The creative spirit & the soul's yearning

Our collective calling toward beauty, and a future that depends on it...

This life of ours can feel somewhat like we've lost our way at times. Drowning in the click bait, the fake news, the sound bites, the easy and lazy, the noise of news feeds and social feeds, no wonder we're a new breed of humans - anxious, depressed, diseased with busyness, desperate for communion amidst the hyper connection. 

There are those who shrug at the statement that we are all creative beings. That the creative force and spirit is our birthright. Some would rather wither and die lest they connect to something that stirs them to new imaginings, new horizons, fresh perspectives and ideas. And there are those who heed the calling, who know that the creative drive within is the essence of life itself, and we need to awaken it and bring it to life, more than ever. 

David Whyte shared, as he does, some remarkable insight on creativity and our work, in one of his earliest prose works, The Heart Aroused: Poetry and the Preservation of the Soul In Corporate America...

The rich flow of creativity, innovation, and almost musical complexity we are looking for in a fulfilled work life cannot be reached through trying or working harder. The medium for the soul, it seems, must be the message. The river down which we raft is made up of the same substance as the great sea of our destination. It is an ever-moving, firsthand creative engagement with life and with others that completes itself simply by being itself. This kind of approach must be seen as the "great art" of working in order to live, of remembering what is most important in the order of priorities and what place we occupy in a much greater story than the one our job description defines. Other "great arts," such as poetry, can remind and embolden us to this end. Whatever we choose to do, the stakes are very high. With a little more care, a little more courage, and, above all, a little more soul, our lives can be so easily discovered and celebrated in work, and not, as now, squandered and lost in its shadow.

(Region pointing data)
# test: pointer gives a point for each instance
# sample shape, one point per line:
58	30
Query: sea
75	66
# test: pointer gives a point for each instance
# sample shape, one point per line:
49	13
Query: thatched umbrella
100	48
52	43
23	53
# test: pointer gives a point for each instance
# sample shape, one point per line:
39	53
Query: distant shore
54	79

* * *

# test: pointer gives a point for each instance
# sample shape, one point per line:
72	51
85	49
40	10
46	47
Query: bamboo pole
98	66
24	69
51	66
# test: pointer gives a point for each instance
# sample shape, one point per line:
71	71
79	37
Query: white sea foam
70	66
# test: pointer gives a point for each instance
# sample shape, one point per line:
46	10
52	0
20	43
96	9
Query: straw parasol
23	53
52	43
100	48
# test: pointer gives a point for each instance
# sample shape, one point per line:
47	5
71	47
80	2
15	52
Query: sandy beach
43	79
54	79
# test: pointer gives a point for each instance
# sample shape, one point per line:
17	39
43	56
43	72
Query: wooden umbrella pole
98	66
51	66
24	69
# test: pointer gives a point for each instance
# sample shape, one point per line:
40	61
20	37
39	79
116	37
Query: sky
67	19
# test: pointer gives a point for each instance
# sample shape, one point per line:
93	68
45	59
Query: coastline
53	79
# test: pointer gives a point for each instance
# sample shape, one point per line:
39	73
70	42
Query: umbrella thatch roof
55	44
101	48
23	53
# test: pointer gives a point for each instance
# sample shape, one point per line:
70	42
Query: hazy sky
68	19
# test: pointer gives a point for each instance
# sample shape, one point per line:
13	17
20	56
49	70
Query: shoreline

• EXERCISE INSTRUCTIONS:
Update the part of the piece on the creative spirit that opens with the words containing "Our collective calling" and closes with "more than ever." by changing "noise" to "din", then write that part out.

• ANSWER FOR THIS EXERCISE:
Our collective calling toward beauty, and a future that depends on it...

This life of ours can feel somewhat like we've lost our way at times. Drowning in the click bait, the fake news, the sound bites, the easy and lazy, the din of news feeds and social feeds, no wonder we're a new breed of humans - anxious, depressed, diseased with busyness, desperate for communion amidst the hyper connection. 

There are those who shrug at the statement that we are all creative beings. That the creative force and spirit is our birthright. Some would rather wither and die lest they connect to something that stirs them to new imaginings, new horizons, fresh perspectives and ideas. And there are those who heed the calling, who know that the creative drive within is the essence of life itself, and we need to awaken it and bring it to life, more than ever.